--- begin ---

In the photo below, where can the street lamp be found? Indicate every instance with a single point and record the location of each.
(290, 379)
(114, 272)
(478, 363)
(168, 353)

--- end ---

**Directions for this task**
Format all of the data above as a two-column CSV with the headers input and output. Each row should hold one text and its answer, each in a single quoted field, with line breaks replaced by spaces.

**Output below**
input,output
"In the photo below, where can the street lamp be found? Indicate every instance with a single point and record the location of each.","(290, 379) (114, 272) (478, 363) (168, 353)"